◆ 文本摘录:
<<<<
一、原理分析
Mapreduce的处理过程,由于Mapreduce会在Map~reduce中,将重复的Key合并在一起,所以Mapreduce很容易就去除重复的行。Map无须做任何处理,设置Map中写入context的东西为不作任何处理的行,也就是Map中最初处理的value即可,而Reduce同样无须做任何处理,写入输出文件的东西就是,最初得到的Key。
我原来以为是map阶段用了hashmap,根据hash值的唯一性。估计应该不是...
Map是输入文件有几行,就运行几次。
二、代码
2.1 Mapper
package algorithm;
import java.io.IOException;
import org.apache.hadoop.io.LongWritable;
import org.apache.hadoop.io.Text;
import org.apache.hadoop.mapreduce.Mapper;
public class DuplicateRemoveMapper extends
Mapper<LongWritable, Text, Text, Text> {
//输入文件是数字 不过可能也有字符等 所以用Text,不用LongWritable
public void map(LongWritable key, Text value, Context context)
throws IOException, InterruptedException {
context.write(value, new Text());//后面不能是null,否则,空指针
}
}
2.2 Reducer
package algorithm;
import java.io.IOException;
import org.apache.hadoop.io.Text;
import org.apache.hadoop.mapreduce.Reducer;
public class DuplicateRemoveReducer extends Reducer<Text, Text, Text, Text> {
public void reduce(Text key, Iterable<Text> value, Context context)
>>>>
◆ 待做题目:
1 - 在关于MapReduce去重的摘录中,Mapper的输入值为什么用Text而不用LongWritable?
2 - 将MapReduce去重摘录中以"Mapreduce的处理过程"开头的段落改写成条目列表,保留主要事实。
3 - 从MapReduce去重摘录的最后一行之后续写下去。

◆ 分析数据:
<<<<
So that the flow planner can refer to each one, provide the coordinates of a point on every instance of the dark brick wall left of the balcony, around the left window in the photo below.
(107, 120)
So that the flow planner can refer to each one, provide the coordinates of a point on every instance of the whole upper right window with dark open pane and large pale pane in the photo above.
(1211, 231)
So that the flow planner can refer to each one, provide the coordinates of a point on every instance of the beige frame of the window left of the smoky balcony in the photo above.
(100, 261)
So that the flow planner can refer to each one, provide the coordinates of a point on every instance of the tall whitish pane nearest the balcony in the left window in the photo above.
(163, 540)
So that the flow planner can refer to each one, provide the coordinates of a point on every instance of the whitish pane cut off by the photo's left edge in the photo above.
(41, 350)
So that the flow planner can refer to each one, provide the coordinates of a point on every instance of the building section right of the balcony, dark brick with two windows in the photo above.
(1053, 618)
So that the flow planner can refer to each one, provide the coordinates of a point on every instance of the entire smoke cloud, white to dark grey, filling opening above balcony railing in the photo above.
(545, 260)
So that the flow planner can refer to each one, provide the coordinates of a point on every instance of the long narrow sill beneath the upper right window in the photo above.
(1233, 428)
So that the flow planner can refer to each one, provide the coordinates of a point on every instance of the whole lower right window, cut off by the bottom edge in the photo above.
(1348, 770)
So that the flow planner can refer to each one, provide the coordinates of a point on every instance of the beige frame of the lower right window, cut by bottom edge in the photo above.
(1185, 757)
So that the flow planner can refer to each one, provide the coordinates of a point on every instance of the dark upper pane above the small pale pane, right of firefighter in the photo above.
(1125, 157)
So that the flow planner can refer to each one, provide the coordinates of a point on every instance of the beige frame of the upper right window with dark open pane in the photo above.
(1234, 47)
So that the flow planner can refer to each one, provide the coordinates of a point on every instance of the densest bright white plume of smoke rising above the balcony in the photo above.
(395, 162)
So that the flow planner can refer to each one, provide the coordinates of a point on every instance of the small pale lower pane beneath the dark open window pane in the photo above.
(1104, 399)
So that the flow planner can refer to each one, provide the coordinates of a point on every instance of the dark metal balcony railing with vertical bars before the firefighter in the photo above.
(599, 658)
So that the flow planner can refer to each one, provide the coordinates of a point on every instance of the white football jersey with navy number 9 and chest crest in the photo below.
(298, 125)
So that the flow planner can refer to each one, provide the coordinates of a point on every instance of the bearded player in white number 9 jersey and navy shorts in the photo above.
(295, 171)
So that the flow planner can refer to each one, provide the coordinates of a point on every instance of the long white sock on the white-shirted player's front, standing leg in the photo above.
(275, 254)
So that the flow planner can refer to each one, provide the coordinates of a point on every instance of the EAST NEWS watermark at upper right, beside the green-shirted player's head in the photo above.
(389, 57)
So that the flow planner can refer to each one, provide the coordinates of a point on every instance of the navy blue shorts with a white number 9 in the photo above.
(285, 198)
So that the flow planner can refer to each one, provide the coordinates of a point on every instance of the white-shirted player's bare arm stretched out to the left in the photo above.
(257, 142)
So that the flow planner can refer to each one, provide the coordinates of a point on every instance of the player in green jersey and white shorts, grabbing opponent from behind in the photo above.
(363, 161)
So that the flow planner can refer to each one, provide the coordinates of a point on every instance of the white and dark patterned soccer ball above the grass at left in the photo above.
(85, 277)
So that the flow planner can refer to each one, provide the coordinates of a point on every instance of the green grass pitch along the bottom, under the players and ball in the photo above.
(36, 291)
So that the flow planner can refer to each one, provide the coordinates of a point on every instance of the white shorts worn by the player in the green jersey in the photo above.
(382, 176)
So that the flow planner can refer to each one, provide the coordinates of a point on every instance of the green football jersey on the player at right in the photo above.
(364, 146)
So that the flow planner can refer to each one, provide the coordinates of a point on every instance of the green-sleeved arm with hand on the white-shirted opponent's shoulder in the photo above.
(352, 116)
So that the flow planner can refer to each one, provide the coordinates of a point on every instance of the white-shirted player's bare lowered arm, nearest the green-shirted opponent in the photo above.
>>>>
<<<<
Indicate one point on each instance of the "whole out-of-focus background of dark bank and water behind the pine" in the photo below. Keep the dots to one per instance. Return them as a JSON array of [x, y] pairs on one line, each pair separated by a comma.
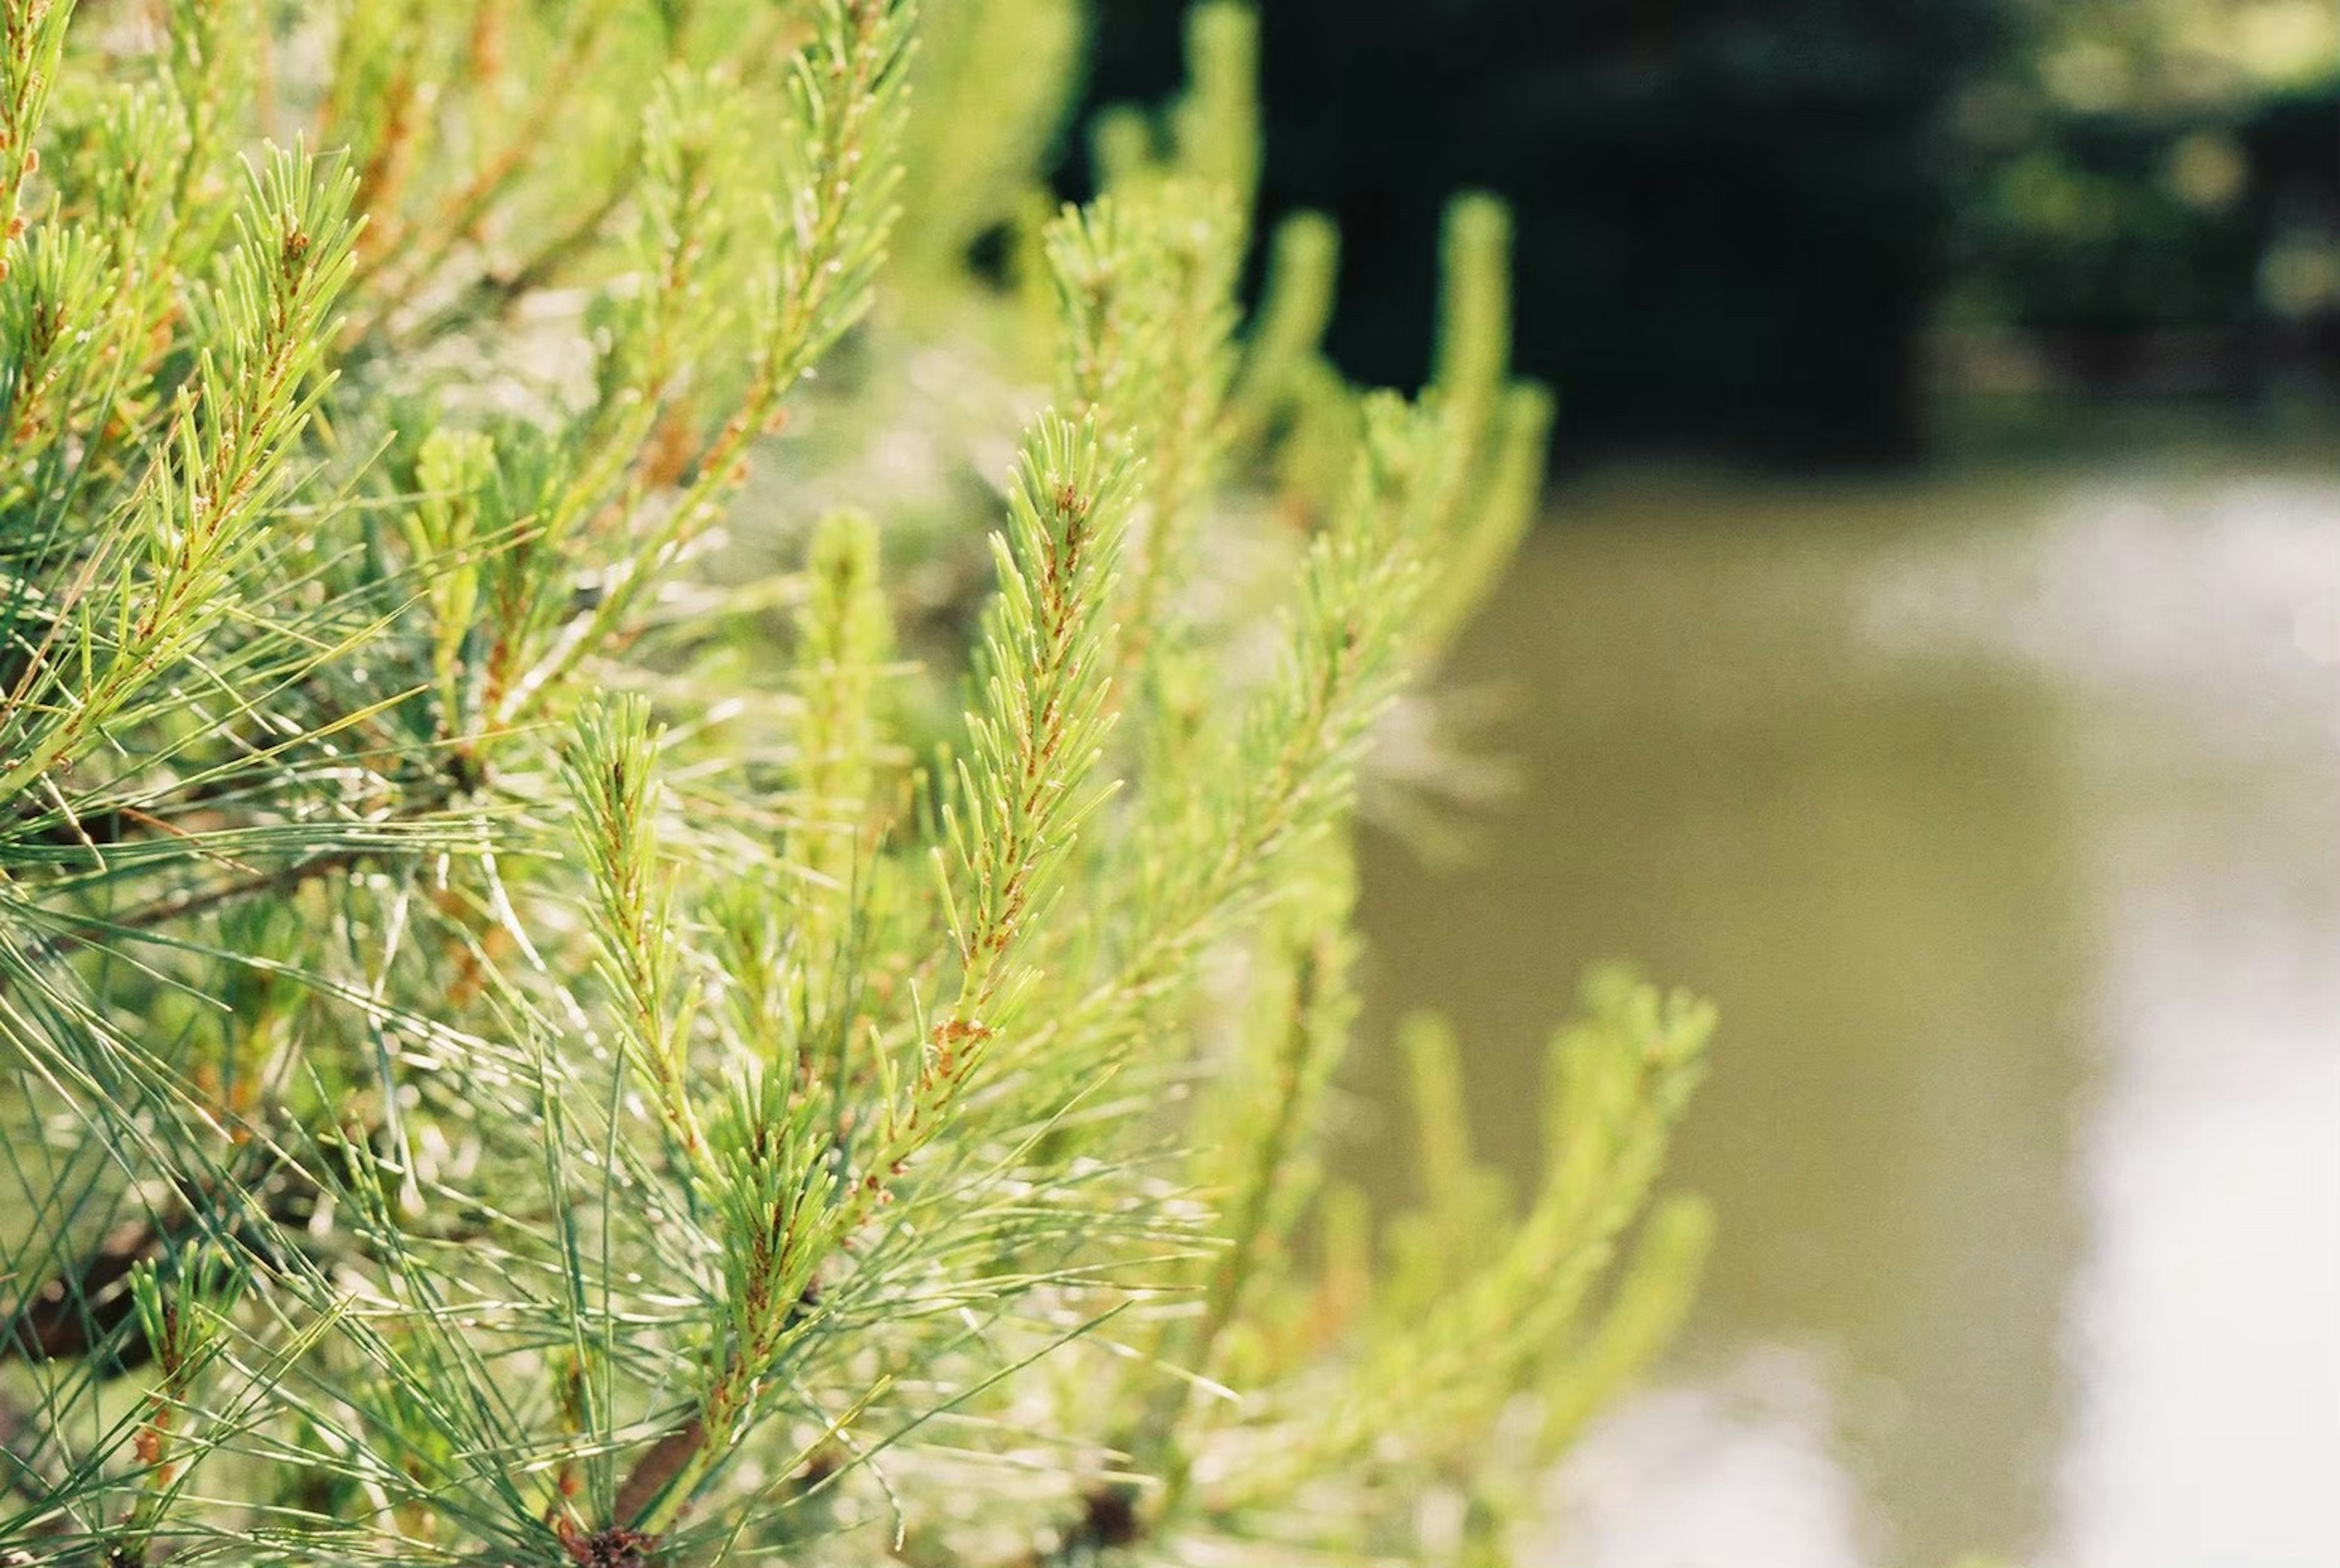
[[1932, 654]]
>>>>
<<<<
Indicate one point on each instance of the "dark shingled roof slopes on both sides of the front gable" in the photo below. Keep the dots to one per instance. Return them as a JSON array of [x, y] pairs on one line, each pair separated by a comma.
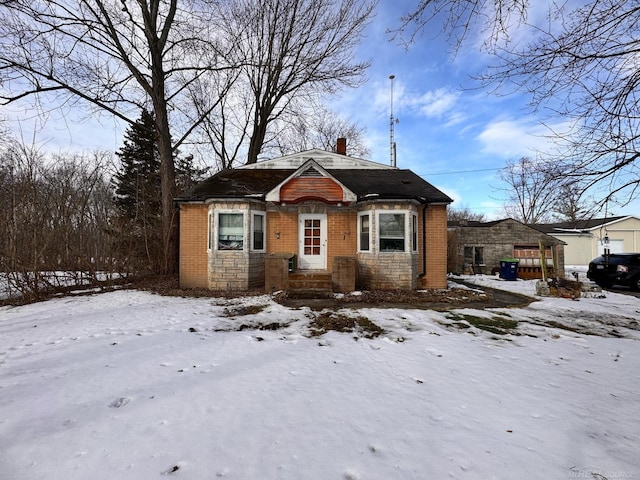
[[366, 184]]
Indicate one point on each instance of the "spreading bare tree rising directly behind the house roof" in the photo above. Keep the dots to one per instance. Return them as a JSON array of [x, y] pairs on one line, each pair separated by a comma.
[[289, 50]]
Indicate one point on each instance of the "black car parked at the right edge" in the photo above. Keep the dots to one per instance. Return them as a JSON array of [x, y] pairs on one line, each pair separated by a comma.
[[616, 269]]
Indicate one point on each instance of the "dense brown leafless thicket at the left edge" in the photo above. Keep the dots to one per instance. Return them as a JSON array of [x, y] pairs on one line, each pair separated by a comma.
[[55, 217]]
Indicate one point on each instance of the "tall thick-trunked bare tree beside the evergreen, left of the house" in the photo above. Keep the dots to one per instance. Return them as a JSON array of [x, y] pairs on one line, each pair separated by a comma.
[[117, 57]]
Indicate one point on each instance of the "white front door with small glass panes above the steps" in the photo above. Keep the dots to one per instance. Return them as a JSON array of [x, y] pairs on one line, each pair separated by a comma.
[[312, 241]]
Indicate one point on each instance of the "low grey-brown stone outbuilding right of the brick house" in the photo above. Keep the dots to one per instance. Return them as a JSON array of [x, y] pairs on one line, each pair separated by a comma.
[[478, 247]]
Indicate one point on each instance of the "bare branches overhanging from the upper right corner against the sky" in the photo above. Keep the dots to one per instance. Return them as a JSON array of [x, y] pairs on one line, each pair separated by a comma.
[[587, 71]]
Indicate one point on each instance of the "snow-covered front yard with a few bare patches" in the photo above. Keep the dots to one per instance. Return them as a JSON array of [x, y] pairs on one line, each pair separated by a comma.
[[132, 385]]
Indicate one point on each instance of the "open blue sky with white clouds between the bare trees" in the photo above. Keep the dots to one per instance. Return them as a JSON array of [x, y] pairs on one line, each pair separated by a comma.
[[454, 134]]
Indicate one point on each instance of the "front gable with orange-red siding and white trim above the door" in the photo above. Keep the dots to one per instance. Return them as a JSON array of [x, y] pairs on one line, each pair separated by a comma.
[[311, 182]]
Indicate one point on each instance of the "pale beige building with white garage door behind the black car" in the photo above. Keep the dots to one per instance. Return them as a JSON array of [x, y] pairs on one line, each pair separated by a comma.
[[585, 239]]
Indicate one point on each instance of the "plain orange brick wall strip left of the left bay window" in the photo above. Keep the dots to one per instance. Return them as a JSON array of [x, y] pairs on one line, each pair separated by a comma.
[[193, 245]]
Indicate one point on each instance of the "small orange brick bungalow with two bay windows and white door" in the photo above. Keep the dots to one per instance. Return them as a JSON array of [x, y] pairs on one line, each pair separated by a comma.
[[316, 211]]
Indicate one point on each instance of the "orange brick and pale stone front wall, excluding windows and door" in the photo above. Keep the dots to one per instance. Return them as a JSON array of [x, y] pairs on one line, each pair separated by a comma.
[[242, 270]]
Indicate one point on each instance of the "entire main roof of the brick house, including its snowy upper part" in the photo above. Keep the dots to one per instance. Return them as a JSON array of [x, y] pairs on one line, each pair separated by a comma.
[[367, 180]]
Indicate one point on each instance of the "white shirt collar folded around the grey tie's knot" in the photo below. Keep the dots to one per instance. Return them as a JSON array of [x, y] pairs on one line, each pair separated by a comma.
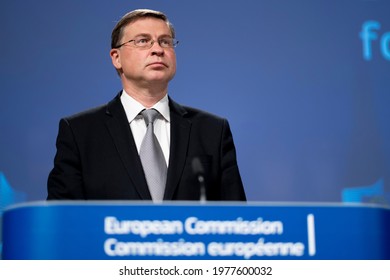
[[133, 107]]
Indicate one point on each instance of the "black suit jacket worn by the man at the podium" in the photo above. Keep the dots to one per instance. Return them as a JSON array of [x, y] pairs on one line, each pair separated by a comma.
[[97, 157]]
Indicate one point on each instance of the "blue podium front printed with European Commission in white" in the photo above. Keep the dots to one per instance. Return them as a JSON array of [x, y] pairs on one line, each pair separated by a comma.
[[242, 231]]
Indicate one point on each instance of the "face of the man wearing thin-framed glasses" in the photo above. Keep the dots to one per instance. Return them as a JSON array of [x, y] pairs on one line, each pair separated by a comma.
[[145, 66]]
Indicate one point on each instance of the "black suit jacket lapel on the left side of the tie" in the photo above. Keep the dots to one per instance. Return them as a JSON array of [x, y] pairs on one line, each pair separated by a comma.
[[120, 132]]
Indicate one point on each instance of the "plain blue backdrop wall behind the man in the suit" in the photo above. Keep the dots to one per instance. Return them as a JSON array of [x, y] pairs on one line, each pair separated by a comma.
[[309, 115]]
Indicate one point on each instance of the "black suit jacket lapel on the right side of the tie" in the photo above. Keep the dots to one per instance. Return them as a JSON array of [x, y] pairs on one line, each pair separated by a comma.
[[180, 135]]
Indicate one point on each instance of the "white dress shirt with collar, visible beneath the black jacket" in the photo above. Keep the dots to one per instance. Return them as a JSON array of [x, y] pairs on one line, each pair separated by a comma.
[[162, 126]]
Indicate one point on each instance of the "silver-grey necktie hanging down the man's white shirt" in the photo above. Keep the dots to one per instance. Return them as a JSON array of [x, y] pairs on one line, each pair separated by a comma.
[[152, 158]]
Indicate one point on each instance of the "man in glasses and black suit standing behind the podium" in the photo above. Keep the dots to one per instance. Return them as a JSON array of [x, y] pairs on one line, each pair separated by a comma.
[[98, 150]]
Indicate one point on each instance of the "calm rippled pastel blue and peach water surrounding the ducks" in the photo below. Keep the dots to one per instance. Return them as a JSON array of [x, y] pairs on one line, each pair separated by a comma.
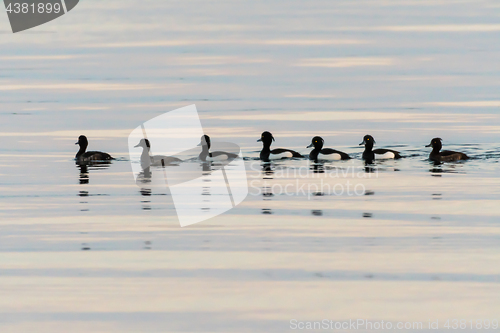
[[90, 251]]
>>>>
◆ 参考答案:
1 - 因为输入文件虽是数字,但也可能含有字符等。

2 -
- MapReduce在Map到Reduce之间会把重复的Key合并,因此很容易去除重复的行。
- Map无须做任何处理,把原样的行(即Map最初处理的value)写入context即可。
- Reduce同样无须做任何处理,写入输出文件的就是最初得到的Key。

3 -
throws IOException, InterruptedException {
// process values
context.write(key, null); //可以出处null
}
}
2.3 Main
package algorithm;
import org.apache.hadoop.conf.Configuration;
import org.apache.hadoop.fs.Path;
import org.apache.hadoop.io.IntWritable;
import org.apache.hadoop.io.Text;
import org.apache.hadoop.mapreduce.Job;
import org.apache.hadoop.mapreduce.lib.input.FileInputFormat;
import org.apache.hadoop.mapreduce.lib.output.FileOutputFormat;
public class DuplicateMainMR {
public static void main(String[] args) throws Exception{
// TODO Auto-generated method stub
Configuration conf = new Configuration();
Job job = new Job(conf,"DuplicateRemove");
job.setJarByClass(DuplicateMainMR.class);
job.setMapperClass(DuplicateRemoveMapper.class);
job.setReducerClass(DuplicateRemoveReducer.class);
job.setOutputKeyClass(Text.class);
//输出是null,不过不能随意写 否则包类型不匹配
job.setOutputValueClass(Text.class);
job.setNumReduceTasks(1);
//hdfs上写错了文件名 DupblicateRemove 多了个b
//hdfs不支持修改操作
FileInputFormat.addInputPath(job, new Path("hdfs://192.168.58.180:8020/ClassicalTest/DupblicateRemove/DuplicateRemove.txt"));
FileOutputFormat.setOutputPath(job, new Path("hdfs://192.168.58.180:8020/ClassicalTest/DuplicateRemove/DuplicateRemoveOut"));
System.exit(job.waitForCompletion(true) ? 0 : 1);
}
}
三、输出分析
3.1 输入与输出
没啥要对比的....不贴了
3.2 控制台
doop.mapreduce.Job.updateStatus(Job.java:323)
INFO - Job job_local4032991_0001 completed successfully
DEBUG - PrivilegedAction as:hxsyl (auth:SIMPLE) from:org.apache.hadoop.mapreduce.Job.getCounters(Job.java:765)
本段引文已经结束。